TASK STATEMENT >>
When you reach the line containing "box: [2, 60, 24, 99]" in the data below, begin returning lines exactly as written, and stop once the line containing "positive clicks: (29, 73) (26, 73)" has been returned.

RECORD EXCERPTS Block Start

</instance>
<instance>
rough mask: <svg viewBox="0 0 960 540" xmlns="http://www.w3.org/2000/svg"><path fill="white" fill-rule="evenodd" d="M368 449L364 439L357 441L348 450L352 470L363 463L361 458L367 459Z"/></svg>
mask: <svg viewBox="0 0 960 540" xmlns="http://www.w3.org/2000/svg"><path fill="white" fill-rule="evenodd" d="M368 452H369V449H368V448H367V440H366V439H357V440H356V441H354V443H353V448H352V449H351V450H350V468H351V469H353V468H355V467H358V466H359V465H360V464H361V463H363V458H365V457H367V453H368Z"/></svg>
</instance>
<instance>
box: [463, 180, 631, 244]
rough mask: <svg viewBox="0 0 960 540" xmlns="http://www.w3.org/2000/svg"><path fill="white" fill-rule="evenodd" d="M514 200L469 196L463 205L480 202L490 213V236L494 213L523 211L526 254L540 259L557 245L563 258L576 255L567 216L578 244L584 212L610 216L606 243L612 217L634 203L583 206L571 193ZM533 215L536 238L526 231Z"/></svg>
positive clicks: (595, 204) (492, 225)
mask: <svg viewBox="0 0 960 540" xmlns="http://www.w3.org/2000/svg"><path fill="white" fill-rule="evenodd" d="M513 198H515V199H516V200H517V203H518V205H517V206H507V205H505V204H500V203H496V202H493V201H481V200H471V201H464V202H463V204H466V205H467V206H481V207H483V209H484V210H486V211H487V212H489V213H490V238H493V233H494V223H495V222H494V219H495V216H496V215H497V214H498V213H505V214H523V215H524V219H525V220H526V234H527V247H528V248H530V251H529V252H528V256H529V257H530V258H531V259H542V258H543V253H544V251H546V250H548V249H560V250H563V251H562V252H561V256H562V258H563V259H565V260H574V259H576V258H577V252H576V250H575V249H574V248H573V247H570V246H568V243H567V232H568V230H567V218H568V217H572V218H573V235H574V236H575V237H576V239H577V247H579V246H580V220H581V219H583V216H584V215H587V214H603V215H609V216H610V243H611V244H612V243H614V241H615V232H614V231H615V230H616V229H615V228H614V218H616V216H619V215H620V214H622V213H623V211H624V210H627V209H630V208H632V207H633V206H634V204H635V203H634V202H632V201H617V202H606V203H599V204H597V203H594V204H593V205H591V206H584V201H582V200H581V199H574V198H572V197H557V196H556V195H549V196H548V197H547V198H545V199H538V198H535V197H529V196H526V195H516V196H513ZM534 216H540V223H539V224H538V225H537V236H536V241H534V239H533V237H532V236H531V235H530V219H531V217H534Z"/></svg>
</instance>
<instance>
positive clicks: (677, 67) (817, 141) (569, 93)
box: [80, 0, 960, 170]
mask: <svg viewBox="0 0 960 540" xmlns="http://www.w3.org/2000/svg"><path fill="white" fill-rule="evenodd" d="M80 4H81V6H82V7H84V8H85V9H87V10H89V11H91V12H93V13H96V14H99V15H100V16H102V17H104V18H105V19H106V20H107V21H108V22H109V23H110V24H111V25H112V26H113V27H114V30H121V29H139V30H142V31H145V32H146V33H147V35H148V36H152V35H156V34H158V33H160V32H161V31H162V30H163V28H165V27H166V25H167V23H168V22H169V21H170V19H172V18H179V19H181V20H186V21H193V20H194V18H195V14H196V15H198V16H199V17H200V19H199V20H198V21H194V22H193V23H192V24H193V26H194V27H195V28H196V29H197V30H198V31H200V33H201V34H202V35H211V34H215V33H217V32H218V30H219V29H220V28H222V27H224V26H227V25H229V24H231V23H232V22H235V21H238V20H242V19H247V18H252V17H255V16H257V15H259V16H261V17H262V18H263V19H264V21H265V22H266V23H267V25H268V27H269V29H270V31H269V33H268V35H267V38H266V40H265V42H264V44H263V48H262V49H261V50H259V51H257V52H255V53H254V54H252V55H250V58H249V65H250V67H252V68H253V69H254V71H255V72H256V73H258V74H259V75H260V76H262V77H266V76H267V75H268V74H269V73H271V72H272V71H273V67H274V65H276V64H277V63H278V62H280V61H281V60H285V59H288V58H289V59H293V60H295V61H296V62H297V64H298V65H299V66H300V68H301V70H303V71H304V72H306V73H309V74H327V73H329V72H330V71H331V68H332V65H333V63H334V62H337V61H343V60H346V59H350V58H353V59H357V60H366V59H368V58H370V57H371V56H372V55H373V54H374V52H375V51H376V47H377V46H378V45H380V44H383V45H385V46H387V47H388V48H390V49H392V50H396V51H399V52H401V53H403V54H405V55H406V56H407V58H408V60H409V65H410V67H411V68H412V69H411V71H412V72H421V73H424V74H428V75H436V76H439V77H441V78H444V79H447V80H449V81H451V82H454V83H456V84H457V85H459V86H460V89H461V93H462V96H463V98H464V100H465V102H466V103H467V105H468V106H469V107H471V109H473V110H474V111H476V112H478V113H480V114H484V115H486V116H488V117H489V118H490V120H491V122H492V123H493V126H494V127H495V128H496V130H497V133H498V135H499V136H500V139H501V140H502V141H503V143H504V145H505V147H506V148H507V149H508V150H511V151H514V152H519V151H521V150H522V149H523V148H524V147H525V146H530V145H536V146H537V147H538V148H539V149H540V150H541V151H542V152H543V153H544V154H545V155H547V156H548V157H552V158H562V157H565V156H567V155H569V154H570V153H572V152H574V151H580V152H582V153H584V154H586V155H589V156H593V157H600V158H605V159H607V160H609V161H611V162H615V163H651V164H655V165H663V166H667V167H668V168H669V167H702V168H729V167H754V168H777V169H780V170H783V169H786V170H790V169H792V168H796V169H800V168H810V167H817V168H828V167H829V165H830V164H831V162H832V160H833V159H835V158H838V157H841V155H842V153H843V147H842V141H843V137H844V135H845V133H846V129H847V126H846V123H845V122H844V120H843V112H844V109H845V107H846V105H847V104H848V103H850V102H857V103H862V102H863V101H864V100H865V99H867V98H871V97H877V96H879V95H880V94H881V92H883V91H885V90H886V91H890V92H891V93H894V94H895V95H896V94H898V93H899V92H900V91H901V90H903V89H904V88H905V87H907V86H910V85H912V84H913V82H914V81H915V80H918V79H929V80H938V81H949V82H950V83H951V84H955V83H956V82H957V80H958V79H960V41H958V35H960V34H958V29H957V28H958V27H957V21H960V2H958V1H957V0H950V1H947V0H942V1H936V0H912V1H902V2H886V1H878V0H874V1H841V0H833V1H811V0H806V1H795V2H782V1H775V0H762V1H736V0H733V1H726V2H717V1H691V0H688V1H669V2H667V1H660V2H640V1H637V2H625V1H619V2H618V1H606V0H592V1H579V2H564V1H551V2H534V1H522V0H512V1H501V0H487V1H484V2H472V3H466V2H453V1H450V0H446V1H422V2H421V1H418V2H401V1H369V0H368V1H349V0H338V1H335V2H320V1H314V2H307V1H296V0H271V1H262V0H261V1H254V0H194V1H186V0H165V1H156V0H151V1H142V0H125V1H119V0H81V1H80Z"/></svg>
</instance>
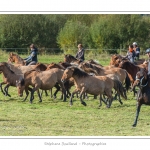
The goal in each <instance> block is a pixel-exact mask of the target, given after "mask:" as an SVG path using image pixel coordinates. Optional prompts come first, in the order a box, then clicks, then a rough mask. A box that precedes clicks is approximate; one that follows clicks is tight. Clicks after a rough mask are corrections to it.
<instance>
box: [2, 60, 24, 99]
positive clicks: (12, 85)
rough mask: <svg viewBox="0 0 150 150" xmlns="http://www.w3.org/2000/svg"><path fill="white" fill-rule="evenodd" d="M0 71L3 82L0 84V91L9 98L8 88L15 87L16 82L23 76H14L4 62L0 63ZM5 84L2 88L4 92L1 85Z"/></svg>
mask: <svg viewBox="0 0 150 150" xmlns="http://www.w3.org/2000/svg"><path fill="white" fill-rule="evenodd" d="M0 71H1V72H2V73H3V82H2V83H1V84H0V85H1V91H2V93H3V94H4V95H8V96H9V97H11V95H10V94H8V88H9V86H14V87H15V86H16V80H18V79H20V78H21V77H22V76H23V74H15V73H14V72H13V71H12V70H10V68H9V67H8V66H7V63H6V62H1V63H0ZM3 84H6V86H5V87H4V91H5V92H4V91H3V89H2V85H3Z"/></svg>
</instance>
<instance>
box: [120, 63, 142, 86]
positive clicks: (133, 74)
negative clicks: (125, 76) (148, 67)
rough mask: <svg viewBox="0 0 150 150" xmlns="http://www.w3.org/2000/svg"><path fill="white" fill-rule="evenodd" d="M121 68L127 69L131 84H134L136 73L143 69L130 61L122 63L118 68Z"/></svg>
mask: <svg viewBox="0 0 150 150" xmlns="http://www.w3.org/2000/svg"><path fill="white" fill-rule="evenodd" d="M118 67H119V68H122V69H125V70H126V71H127V72H128V74H129V75H130V81H131V84H133V83H134V80H135V77H136V73H137V72H138V71H139V70H140V69H141V68H140V67H139V66H137V65H134V64H133V63H131V62H129V61H125V62H121V63H120V64H119V66H118Z"/></svg>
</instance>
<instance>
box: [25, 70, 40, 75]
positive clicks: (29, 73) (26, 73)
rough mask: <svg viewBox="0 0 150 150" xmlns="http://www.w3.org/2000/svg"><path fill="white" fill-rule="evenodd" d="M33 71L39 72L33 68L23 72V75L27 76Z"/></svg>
mask: <svg viewBox="0 0 150 150" xmlns="http://www.w3.org/2000/svg"><path fill="white" fill-rule="evenodd" d="M33 71H36V72H40V71H37V70H36V69H33V70H30V71H27V72H25V73H24V76H27V75H29V74H31V73H32V72H33Z"/></svg>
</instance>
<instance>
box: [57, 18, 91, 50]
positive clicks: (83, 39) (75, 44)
mask: <svg viewBox="0 0 150 150" xmlns="http://www.w3.org/2000/svg"><path fill="white" fill-rule="evenodd" d="M87 35H88V27H87V26H86V25H85V24H84V23H81V22H79V21H76V22H74V21H72V20H68V21H67V22H66V24H65V26H64V28H62V29H61V30H60V32H59V34H58V37H57V42H58V44H59V45H60V48H61V49H64V50H66V49H70V48H71V49H76V48H77V44H79V43H82V44H83V45H84V46H86V40H87V37H86V36H87Z"/></svg>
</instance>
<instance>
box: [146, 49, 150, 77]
mask: <svg viewBox="0 0 150 150" xmlns="http://www.w3.org/2000/svg"><path fill="white" fill-rule="evenodd" d="M146 54H147V56H148V76H149V78H150V48H148V49H147V50H146Z"/></svg>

RECORD EXCERPTS Block End

SOLUTION TO THIS EXERCISE >>
box: [2, 60, 24, 99]
positive clicks: (12, 85)
rough mask: <svg viewBox="0 0 150 150" xmlns="http://www.w3.org/2000/svg"><path fill="white" fill-rule="evenodd" d="M0 71L3 82L0 84V91L9 98L8 88L15 87L16 82L23 76H14L4 62L0 63ZM5 84L2 88L4 92L1 85Z"/></svg>
mask: <svg viewBox="0 0 150 150" xmlns="http://www.w3.org/2000/svg"><path fill="white" fill-rule="evenodd" d="M0 71H1V72H2V73H3V82H2V83H1V84H0V85H1V91H2V93H3V94H4V95H8V96H9V97H11V95H10V94H8V88H9V86H14V87H15V86H16V80H18V79H20V78H21V77H22V76H23V74H15V73H14V72H13V71H12V70H10V68H9V67H8V66H7V63H6V62H1V63H0ZM3 84H6V86H5V87H4V91H5V92H4V91H3V89H2V85H3Z"/></svg>
</instance>
<instance>
box: [120, 63, 142, 86]
positive clicks: (133, 74)
negative clicks: (125, 76) (148, 67)
rough mask: <svg viewBox="0 0 150 150" xmlns="http://www.w3.org/2000/svg"><path fill="white" fill-rule="evenodd" d="M121 68L127 69L131 84H134L136 73L143 69L130 61L122 63L118 68Z"/></svg>
mask: <svg viewBox="0 0 150 150" xmlns="http://www.w3.org/2000/svg"><path fill="white" fill-rule="evenodd" d="M118 67H119V68H122V69H125V70H126V71H127V72H128V74H129V75H130V81H131V84H133V83H134V80H135V77H136V73H137V72H138V71H139V70H140V69H141V68H140V67H139V66H137V65H134V64H133V63H131V62H129V61H125V62H121V63H120V64H119V66H118Z"/></svg>
</instance>
<instance>
box: [25, 70, 40, 75]
positive clicks: (29, 73) (26, 73)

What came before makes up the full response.